WHAT IS BEING ASKED »
Search the data below for the word "ground" and copy each line that holds it.

Stored dataset items:
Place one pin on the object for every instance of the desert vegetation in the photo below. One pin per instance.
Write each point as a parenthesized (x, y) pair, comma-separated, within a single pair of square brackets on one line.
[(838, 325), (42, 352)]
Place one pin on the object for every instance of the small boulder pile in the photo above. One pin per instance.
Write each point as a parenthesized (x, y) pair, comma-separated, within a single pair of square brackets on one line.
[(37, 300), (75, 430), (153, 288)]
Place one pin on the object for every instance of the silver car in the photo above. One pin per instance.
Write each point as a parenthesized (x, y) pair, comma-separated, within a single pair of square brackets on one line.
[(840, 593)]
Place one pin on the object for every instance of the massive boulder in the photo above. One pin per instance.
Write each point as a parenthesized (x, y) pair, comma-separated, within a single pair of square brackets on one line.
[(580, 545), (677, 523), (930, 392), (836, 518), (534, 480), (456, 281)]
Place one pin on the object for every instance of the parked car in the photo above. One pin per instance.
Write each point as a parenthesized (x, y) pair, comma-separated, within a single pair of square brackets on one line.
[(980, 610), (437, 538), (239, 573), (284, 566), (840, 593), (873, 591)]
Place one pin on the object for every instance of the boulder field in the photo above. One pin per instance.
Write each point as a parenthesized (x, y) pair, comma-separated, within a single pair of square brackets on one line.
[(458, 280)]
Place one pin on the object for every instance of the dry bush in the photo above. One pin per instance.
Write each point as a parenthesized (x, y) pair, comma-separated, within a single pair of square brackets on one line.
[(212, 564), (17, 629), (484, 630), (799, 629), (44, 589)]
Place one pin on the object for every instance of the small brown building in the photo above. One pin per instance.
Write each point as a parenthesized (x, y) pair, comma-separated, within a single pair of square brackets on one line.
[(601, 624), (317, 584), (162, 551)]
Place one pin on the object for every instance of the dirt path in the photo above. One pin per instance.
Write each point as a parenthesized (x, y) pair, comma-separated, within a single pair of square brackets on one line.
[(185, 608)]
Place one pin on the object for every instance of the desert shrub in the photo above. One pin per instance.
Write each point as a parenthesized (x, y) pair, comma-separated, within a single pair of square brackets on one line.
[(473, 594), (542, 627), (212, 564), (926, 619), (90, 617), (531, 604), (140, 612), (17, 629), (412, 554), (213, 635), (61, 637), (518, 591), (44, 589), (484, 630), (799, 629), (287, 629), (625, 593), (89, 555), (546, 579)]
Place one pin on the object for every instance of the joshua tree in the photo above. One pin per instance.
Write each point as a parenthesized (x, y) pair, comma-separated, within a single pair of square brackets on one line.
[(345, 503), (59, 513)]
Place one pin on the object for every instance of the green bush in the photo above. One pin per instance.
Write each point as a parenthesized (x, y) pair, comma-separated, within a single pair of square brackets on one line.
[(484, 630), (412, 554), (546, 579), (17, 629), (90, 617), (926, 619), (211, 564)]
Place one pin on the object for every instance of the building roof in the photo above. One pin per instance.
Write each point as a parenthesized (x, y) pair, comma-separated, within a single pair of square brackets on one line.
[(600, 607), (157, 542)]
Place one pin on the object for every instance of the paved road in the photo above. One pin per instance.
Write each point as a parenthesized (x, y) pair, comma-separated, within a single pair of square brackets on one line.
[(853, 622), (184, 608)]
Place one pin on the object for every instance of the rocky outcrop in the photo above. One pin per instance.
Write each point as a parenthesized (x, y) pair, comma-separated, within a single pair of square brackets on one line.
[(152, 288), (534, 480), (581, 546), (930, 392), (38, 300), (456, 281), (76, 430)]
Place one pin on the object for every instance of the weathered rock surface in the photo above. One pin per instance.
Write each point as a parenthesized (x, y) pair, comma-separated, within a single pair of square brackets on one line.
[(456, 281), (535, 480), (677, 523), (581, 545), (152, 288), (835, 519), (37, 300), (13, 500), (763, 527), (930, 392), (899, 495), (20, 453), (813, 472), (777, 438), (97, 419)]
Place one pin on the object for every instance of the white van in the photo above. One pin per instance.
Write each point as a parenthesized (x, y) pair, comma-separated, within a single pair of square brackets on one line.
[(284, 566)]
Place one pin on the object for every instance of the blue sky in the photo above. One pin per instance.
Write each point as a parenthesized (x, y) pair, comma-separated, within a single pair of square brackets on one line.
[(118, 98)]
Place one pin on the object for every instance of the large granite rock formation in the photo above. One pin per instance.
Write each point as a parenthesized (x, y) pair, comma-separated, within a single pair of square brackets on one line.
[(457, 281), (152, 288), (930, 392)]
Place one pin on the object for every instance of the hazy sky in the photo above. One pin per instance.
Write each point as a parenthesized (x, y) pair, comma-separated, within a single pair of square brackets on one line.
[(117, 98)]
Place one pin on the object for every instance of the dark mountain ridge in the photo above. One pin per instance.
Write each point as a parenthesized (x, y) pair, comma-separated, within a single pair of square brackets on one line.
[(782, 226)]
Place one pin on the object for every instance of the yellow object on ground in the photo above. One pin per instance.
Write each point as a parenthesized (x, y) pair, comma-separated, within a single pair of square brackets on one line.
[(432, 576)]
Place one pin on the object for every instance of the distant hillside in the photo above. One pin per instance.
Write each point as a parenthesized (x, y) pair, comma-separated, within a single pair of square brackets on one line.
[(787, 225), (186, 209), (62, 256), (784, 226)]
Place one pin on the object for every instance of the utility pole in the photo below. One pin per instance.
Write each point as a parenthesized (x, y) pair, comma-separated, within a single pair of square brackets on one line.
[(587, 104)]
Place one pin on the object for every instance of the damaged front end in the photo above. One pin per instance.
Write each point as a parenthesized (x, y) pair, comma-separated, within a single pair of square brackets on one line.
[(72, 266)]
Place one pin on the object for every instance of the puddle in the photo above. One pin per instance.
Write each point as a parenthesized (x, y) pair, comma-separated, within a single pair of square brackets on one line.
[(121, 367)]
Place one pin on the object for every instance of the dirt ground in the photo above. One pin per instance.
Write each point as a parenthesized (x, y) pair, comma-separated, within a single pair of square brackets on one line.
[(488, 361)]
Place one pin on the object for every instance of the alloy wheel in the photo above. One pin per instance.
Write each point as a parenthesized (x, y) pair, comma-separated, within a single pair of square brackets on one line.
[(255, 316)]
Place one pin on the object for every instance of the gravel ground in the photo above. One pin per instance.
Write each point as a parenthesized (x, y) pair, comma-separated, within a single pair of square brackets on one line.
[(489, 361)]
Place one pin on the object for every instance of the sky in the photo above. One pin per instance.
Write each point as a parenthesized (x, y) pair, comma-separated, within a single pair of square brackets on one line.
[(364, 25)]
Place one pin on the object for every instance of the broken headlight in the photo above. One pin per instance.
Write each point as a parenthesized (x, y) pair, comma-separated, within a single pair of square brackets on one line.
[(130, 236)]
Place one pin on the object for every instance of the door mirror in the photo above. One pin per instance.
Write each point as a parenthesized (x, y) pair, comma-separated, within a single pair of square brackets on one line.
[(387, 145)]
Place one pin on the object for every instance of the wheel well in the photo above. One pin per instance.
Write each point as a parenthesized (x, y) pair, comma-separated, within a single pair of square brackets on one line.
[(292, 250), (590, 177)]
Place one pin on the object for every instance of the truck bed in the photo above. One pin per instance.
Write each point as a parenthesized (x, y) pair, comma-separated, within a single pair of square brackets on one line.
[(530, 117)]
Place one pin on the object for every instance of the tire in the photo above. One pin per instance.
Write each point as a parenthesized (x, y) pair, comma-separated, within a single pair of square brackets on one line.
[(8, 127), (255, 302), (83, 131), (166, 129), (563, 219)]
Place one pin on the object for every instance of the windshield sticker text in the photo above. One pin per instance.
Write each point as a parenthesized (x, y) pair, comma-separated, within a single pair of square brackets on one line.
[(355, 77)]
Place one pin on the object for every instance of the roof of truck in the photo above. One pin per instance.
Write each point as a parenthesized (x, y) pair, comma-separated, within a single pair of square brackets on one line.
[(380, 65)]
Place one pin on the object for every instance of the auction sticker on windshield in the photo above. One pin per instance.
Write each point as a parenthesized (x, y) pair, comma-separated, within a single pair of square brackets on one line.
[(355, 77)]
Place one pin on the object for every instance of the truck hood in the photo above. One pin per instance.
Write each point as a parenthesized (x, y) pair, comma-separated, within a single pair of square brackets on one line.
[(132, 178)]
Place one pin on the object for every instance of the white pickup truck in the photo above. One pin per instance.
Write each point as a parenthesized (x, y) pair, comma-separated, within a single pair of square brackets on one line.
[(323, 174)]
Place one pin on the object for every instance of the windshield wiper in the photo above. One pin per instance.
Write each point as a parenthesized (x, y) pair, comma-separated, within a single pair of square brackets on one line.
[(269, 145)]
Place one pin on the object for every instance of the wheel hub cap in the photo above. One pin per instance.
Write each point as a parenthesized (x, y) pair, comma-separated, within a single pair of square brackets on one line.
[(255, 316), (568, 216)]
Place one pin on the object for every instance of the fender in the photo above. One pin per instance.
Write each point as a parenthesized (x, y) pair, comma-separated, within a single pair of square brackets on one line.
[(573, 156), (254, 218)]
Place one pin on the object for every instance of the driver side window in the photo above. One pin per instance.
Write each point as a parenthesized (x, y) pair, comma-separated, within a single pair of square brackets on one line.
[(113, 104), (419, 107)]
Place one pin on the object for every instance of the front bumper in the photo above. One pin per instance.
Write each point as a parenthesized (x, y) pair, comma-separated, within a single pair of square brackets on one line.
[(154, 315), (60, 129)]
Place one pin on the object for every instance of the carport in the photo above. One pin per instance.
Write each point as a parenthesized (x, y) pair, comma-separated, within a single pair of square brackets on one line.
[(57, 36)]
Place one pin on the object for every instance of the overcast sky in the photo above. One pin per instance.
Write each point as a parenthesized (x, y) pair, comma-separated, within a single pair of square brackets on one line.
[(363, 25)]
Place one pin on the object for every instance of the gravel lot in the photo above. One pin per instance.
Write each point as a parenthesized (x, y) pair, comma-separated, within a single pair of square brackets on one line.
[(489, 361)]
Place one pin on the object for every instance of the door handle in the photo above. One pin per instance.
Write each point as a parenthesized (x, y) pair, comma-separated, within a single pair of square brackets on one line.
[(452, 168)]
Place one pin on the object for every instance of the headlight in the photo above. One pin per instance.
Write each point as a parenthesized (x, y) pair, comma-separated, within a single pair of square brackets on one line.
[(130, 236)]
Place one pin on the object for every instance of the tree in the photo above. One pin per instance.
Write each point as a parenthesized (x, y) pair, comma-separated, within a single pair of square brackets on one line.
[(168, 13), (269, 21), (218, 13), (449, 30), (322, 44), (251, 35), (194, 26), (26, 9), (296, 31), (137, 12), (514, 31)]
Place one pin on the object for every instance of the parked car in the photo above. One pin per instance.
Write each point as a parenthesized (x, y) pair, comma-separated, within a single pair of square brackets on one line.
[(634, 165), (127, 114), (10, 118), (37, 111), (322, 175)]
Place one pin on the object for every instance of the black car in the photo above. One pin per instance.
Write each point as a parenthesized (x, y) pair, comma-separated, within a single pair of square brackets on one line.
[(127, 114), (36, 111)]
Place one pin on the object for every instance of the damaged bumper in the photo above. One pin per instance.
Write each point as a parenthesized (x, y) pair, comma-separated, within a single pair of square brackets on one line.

SOLUTION TO THIS TASK »
Place one pin on the object for every instance of the yellow object on ground in the photo above. One pin per instance.
Place one pin on the object for every instance of the dirt ground in the photo above. One pin per instance.
Place one pin on the object for every instance of the gravel ground in the photo above. One pin per instance.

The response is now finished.